The full listing should be reproduced exactly as it appears.

##########

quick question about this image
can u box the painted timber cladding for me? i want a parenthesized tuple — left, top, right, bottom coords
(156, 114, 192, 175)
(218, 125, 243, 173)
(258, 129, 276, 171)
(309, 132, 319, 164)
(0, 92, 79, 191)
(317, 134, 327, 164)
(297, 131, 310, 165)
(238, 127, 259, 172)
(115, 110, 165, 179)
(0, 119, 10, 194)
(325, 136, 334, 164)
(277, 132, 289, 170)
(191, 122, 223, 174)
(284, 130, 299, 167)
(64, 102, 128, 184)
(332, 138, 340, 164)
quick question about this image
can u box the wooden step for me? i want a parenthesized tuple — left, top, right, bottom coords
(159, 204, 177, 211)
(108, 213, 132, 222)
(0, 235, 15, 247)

##########

• _RESULT OF THE EXERCISE_:
quick question about this image
can u box the painted timber cladding for me? i want a parenthesized tuple — left, top, right, bottom coords
(156, 114, 192, 175)
(218, 125, 243, 173)
(258, 129, 276, 171)
(309, 132, 319, 164)
(0, 92, 79, 191)
(317, 134, 327, 164)
(297, 131, 310, 165)
(238, 127, 259, 172)
(115, 110, 165, 179)
(0, 119, 10, 194)
(325, 136, 334, 164)
(277, 132, 289, 170)
(191, 122, 223, 174)
(284, 130, 299, 167)
(64, 102, 128, 184)
(332, 138, 340, 164)
quick question about this image
can u box the wooden step for me? i want a parenthesized tuple — left, top, right, bottom coords
(159, 204, 177, 211)
(108, 213, 132, 222)
(0, 235, 15, 247)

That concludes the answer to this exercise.